* **Excerpted passage**:
—————

# No slips for bank interest



## agent99 (Sep 11, 2013)

With bank interest rates so low, we received no slips from either of our banks where we have savings accounts and there was nothing on CRA. 

I suppose we could go through bank statements and find out how much was paid. Probably under $50 altogether. I guess we should do that??


----------



## AltaRed (Jun 8, 2009)

agent99 said:


> With bank interest rates so low, we received no slips from either of our banks where we have savings accounts and there was nothing on CRA.
> 
> I suppose we could go through bank statements and find out how much was paid. Probably under $50 altogether. I guess we should do that??


Indeed you should since it is the law. I do it for all our bank accounts, even for my US domiciled bank account for $2.78 in interest.


----------



## none (Jan 15, 2013)

Screw this - no slip I don't declare it.


----------



## P_I (Dec 2, 2011)

—————

* **Raw records**:
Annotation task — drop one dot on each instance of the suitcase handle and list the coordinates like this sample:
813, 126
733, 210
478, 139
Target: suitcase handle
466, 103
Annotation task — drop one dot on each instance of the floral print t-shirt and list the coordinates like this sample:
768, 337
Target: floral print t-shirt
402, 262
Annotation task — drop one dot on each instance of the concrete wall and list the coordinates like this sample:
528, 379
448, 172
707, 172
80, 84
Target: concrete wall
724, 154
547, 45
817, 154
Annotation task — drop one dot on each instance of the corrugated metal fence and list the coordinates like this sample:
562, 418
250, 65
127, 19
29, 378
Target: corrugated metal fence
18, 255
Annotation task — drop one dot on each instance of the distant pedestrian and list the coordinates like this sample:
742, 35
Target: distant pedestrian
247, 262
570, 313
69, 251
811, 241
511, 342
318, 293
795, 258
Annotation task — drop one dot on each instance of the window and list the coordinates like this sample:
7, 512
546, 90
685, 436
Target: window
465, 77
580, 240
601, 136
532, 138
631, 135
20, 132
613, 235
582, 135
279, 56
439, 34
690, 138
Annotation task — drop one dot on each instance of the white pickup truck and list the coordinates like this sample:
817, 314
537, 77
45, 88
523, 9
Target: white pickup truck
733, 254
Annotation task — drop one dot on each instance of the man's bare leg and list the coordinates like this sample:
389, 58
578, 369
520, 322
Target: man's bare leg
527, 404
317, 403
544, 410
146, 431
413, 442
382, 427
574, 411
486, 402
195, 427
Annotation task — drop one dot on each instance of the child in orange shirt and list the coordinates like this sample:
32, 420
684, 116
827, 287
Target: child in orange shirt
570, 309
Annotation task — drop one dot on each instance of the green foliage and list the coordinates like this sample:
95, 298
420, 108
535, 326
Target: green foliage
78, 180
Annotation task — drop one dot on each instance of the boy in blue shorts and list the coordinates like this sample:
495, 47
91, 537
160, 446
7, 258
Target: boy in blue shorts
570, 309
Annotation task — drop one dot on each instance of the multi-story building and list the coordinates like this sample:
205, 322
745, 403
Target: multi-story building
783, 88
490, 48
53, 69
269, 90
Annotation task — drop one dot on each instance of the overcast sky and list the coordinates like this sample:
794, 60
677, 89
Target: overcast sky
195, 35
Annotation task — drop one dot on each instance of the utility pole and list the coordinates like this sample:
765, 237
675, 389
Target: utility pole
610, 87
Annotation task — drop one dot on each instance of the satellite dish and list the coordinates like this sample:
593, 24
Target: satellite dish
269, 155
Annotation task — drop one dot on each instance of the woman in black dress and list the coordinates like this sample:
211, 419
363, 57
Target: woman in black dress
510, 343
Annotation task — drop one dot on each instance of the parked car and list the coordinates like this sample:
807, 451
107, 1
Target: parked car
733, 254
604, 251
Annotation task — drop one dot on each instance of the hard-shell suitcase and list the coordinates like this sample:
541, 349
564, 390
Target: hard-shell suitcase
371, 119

—————

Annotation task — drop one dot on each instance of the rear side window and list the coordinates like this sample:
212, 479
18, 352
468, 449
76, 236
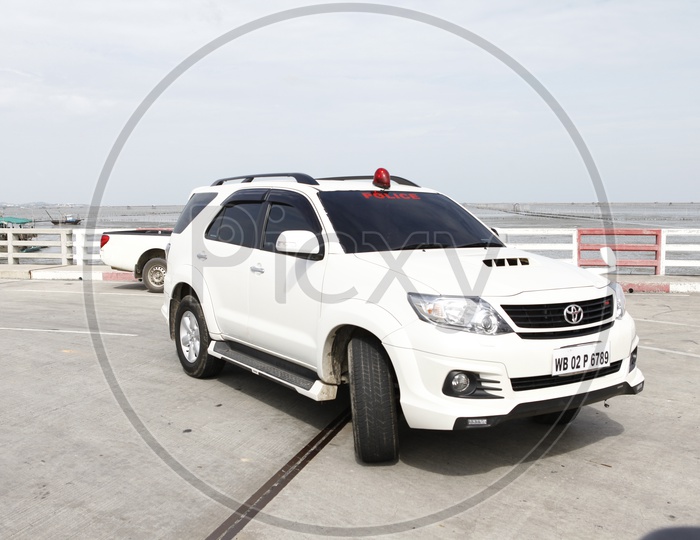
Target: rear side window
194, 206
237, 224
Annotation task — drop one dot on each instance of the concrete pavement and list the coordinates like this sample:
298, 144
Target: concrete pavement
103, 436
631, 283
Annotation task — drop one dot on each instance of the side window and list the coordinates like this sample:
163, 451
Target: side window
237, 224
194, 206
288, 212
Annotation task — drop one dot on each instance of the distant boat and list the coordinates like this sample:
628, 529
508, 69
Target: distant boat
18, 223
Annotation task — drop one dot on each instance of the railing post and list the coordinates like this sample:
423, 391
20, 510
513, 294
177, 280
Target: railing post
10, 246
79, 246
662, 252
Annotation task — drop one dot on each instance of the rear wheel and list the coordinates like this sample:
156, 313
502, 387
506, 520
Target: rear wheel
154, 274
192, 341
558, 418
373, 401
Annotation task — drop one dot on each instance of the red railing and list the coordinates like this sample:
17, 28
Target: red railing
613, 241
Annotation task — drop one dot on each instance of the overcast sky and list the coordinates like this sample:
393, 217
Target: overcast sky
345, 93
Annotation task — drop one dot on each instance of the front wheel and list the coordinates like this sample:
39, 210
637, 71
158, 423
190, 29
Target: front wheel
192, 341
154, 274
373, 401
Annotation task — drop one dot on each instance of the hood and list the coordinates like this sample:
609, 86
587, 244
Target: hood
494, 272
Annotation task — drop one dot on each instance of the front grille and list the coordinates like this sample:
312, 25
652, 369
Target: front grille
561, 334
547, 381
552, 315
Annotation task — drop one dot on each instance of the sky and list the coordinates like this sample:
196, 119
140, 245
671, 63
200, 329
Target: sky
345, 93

—————

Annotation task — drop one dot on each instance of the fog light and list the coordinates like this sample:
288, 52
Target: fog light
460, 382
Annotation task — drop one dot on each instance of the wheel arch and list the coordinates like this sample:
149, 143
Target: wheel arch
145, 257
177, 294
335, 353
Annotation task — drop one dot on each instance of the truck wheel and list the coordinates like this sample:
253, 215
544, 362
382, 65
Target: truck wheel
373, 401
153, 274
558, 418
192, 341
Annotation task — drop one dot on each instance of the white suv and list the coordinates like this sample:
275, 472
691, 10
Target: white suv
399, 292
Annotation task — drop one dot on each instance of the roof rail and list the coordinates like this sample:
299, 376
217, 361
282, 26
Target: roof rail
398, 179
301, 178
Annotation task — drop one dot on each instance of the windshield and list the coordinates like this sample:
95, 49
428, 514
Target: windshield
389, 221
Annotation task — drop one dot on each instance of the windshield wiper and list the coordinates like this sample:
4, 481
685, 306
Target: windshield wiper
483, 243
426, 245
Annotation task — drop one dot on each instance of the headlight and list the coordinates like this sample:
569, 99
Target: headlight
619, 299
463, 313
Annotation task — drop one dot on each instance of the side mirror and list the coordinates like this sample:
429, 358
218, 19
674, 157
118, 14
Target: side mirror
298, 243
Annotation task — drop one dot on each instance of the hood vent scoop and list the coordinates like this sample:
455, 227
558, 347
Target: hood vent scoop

—————

* **Work to complete**: Can you echo everything in the bank interest thread above from "## agent99 (Sep" down to "(Jun 8, 2009)", word for word?

* **Solution to the problem**:
## agent99 (Sep 11, 2013)

With bank interest rates so low, we received no slips from either of our banks where we have savings accounts and there was nothing on CRA. 

I suppose we could go through bank statements and find out how much was paid. Probably under $50 altogether. I guess we should do that??


----------



## AltaRed (Jun 8, 2009)